- EXERCISE: Repeat all of the data precisely.

===

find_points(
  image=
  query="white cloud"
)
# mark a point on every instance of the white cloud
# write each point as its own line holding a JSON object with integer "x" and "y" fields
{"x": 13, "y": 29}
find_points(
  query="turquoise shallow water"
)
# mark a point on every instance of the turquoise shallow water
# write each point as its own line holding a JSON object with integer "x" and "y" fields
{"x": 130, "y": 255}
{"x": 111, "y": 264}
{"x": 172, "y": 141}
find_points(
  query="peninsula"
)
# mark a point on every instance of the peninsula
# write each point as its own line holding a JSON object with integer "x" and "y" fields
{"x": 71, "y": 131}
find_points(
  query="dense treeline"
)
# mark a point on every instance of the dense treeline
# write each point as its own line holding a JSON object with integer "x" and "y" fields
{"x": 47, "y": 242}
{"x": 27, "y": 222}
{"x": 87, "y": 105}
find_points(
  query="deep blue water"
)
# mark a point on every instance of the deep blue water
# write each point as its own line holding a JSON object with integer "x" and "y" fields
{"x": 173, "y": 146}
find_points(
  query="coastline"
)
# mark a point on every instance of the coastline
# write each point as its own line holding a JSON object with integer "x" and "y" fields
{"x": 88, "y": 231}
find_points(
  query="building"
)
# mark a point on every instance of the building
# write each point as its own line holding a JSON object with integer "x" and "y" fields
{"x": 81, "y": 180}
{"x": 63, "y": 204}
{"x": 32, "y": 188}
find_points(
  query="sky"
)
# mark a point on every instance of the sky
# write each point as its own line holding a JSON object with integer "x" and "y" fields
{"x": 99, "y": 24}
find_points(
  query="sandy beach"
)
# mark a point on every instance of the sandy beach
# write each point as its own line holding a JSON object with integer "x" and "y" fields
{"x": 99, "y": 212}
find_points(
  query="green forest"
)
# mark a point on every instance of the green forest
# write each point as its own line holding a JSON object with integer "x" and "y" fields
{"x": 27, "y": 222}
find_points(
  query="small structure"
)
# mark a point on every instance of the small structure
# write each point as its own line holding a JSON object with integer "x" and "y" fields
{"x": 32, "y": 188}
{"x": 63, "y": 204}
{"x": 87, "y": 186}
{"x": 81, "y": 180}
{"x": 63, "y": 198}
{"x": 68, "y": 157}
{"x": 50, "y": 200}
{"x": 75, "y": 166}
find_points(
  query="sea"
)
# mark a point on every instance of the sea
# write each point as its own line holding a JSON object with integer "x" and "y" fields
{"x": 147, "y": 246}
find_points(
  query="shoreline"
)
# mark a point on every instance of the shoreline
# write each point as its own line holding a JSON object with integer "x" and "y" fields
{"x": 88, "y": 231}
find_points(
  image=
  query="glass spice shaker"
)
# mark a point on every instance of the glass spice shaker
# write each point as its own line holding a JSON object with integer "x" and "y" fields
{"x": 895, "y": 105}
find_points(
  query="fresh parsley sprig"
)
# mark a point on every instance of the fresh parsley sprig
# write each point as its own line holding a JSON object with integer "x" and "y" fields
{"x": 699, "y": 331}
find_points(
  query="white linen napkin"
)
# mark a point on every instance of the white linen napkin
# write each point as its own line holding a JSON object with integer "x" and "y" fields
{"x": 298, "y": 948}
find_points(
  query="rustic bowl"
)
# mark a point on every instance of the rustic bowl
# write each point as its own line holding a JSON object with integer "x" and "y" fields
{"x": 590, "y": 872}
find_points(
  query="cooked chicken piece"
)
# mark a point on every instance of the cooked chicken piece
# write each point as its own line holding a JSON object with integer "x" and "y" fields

===

- COMPLETED TASK:
find_points(
  image=
  query="white cloud"
)
# mark a point on every instance of the white cloud
# write each point as its own line holding a JSON object with integer "x" and "y" fields
{"x": 13, "y": 29}
find_points(
  query="turquoise shallow water"
)
# mark a point on every instance of the turquoise shallow water
# write each point as its own line holding a JSON object with integer "x" and "y" fields
{"x": 130, "y": 255}
{"x": 111, "y": 264}
{"x": 172, "y": 141}
find_points(
  query="peninsula"
)
# mark a point on every instance of the peninsula
# write each point as its own line holding a JSON object with integer "x" and "y" fields
{"x": 71, "y": 131}
find_points(
  query="dense treeline"
)
# mark a point on every instance of the dense treeline
# write each point as its own line holding a JSON object with integer "x" and "y" fields
{"x": 47, "y": 242}
{"x": 27, "y": 222}
{"x": 87, "y": 105}
find_points(
  query="deep blue water"
)
# mark a point on every instance of the deep blue water
# write each point as its own line holding a JSON object with integer "x" and "y" fields
{"x": 173, "y": 146}
find_points(
  query="coastline"
)
# mark a point on every instance of the coastline
# write each point as its own line holding a JSON object with integer "x" and "y" fields
{"x": 88, "y": 231}
find_points(
  query="building"
)
# mark a point on every instance of the building
# write each point as its own line holding a JSON object with integer "x" and "y" fields
{"x": 81, "y": 180}
{"x": 63, "y": 204}
{"x": 32, "y": 188}
find_points(
  query="sky"
)
# mark a point on every instance of the sky
# write each point as its own line holding a JSON object with integer "x" and "y" fields
{"x": 99, "y": 24}
find_points(
  query="sandy beach"
)
# mark a point on every instance of the sandy beach
# write each point as its own line holding a JSON object with integer "x" and "y" fields
{"x": 99, "y": 212}
find_points(
  query="green forest"
)
# mark a point on every instance of the green forest
# write each point as its own line holding a JSON object with integer "x" and "y" fields
{"x": 27, "y": 222}
find_points(
  query="small structure"
)
# mark a point on every instance of the small structure
# write each point as its own line holding a JSON object with integer "x" and "y" fields
{"x": 32, "y": 188}
{"x": 63, "y": 204}
{"x": 87, "y": 186}
{"x": 81, "y": 180}
{"x": 63, "y": 198}
{"x": 68, "y": 157}
{"x": 50, "y": 200}
{"x": 75, "y": 166}
find_points(
  query="sea"
)
# mark a point on every instance of the sea
# write each point as its own line holding a JSON object with integer "x" and "y" fields
{"x": 147, "y": 246}
find_points(
  query="shoreline"
)
# mark a point on every instance of the shoreline
# write each point as its own line holding a JSON object with integer "x" and "y" fields
{"x": 88, "y": 231}
find_points(
  image=
  query="glass spice shaker"
)
# mark a point on every instance of the glass spice shaker
# write each point as its own line holding a JSON object with integer "x" and "y" fields
{"x": 895, "y": 105}
find_points(
  query="fresh parsley sprig"
)
# mark a point on every instance of the fresh parsley sprig
# write each point as its own line holding a JSON object with integer "x" and "y" fields
{"x": 699, "y": 331}
find_points(
  query="white linen napkin"
)
# mark a point on every instance of the white linen napkin
# write each point as its own line holding a JSON object with integer "x" and "y" fields
{"x": 298, "y": 948}
find_points(
  query="rustic bowl"
)
# mark a point on every instance of the rustic bowl
# write each point as its own line holding a JSON object with integer "x" and "y" fields
{"x": 590, "y": 872}
find_points(
  query="cooked chicken piece"
)
# mark a point on every instance of the cooked chicken piece
# write each point as its own line holding a JSON object with integer "x" and "y" fields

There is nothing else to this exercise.